QUOTED TEXT.
Crazymommaof4's picture

I have a question! I've been married twice both times my family had nothing to do with the Ex's not friends on Facebook no calling to chat nothing! It is totally different with my bf's family they all are friends on Facebook comment on her pics on how good she looks wishes her happy birthday ect. But they only do it with his second wife the one that's a total piece of shit! She don't even take care of their 6 yr old we do.they were only married 5 yrs the first one he was married 13 yrs but before you bash on him being married twice I was 12yrs then also 5 yrs the second time..... His family just irritates me cause they shit talk her then are buddy buddy and its not like they do it so they can see the child cause the mother don't have her... Is it normal to be that way or is my families way the unnormal it just makes me feel unwelcome even though we've been together 2yrs

godess-clueless's picture

I always refer to the backstabbing,[when they are not present] friendly to your face [when talking about someone else] as musical chairs. I saw alot of this with DH and his ex and daughters.

My only advice is totally stay out of it. FACEBOOK seems to reconnect and maintain many relationships that would otherwise have fizzled out long ago. I limit mine to only my sister and my daughters.

DH divorced his wife almost 35 years ago. For some reason she is on every past and present relatives friend list. Family members that never met her have her on their friend list. All the more reason for me not to accept the many friend requests from DH's family members.

DATA LINES.

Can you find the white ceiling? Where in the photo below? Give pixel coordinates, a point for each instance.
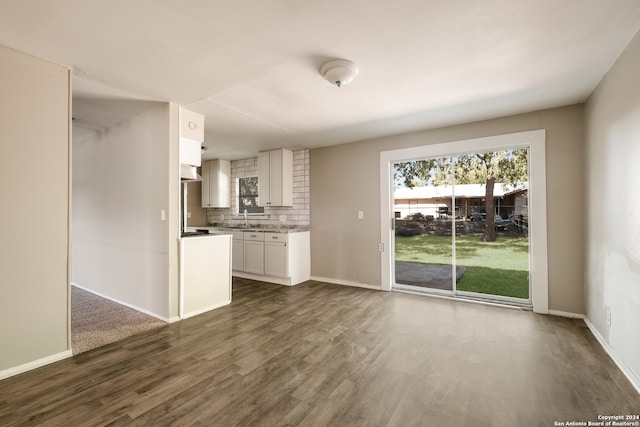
(252, 66)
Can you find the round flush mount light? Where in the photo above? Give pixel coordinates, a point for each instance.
(339, 72)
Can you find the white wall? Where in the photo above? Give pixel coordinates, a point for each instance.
(613, 209)
(34, 211)
(121, 183)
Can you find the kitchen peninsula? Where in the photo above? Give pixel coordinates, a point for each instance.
(278, 255)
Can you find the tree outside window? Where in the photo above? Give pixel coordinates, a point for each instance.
(248, 195)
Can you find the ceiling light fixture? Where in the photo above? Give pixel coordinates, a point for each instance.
(339, 72)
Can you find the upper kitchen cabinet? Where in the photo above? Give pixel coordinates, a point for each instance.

EXERCISE AIM.
According to the forum thread, how long ago did DH divorce his wife? Rely only on the forum thread above.

RESULT.
Almost 35 years ago.